* WRITTEN INSTRUCTION *
Please copy these lines word for word, covering all the records.

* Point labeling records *
::::

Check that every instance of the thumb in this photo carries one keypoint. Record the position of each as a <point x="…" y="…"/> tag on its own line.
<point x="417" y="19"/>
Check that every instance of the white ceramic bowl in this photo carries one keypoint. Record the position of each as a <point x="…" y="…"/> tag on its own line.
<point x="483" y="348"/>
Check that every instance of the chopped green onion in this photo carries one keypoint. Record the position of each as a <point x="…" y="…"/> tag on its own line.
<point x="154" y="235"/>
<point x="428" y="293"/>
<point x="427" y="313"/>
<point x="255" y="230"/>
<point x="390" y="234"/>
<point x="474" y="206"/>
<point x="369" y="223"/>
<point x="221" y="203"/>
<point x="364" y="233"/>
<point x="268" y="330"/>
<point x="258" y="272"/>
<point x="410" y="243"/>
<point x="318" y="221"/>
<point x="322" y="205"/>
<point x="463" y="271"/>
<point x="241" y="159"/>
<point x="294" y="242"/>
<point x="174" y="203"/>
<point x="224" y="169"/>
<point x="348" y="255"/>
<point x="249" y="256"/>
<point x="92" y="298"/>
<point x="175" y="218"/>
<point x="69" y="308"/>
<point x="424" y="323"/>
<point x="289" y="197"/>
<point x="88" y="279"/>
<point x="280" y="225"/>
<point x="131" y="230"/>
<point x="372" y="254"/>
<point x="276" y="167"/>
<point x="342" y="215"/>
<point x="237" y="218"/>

::::

* EXERCISE SOLUTION *
Check that every instance of the thumb in this photo carries one keypoint. Record the position of each as a <point x="…" y="…"/> tag on its own line.
<point x="417" y="19"/>
Check that every instance of the white ceramic bowl in this photo carries one keypoint. Record the position of each as a <point x="…" y="…"/> tag on its own line.
<point x="483" y="348"/>
Check that every instance of the chopped green onion in this photo carries one keypoint. Record the position of each as a <point x="…" y="…"/> tag on its own line.
<point x="154" y="235"/>
<point x="428" y="293"/>
<point x="427" y="313"/>
<point x="255" y="230"/>
<point x="390" y="234"/>
<point x="474" y="206"/>
<point x="369" y="223"/>
<point x="221" y="203"/>
<point x="364" y="233"/>
<point x="268" y="330"/>
<point x="258" y="272"/>
<point x="410" y="243"/>
<point x="318" y="221"/>
<point x="322" y="205"/>
<point x="463" y="271"/>
<point x="241" y="159"/>
<point x="294" y="242"/>
<point x="174" y="203"/>
<point x="224" y="169"/>
<point x="348" y="255"/>
<point x="249" y="256"/>
<point x="92" y="298"/>
<point x="175" y="218"/>
<point x="69" y="308"/>
<point x="424" y="323"/>
<point x="289" y="197"/>
<point x="88" y="279"/>
<point x="280" y="225"/>
<point x="131" y="230"/>
<point x="372" y="254"/>
<point x="276" y="167"/>
<point x="342" y="215"/>
<point x="237" y="218"/>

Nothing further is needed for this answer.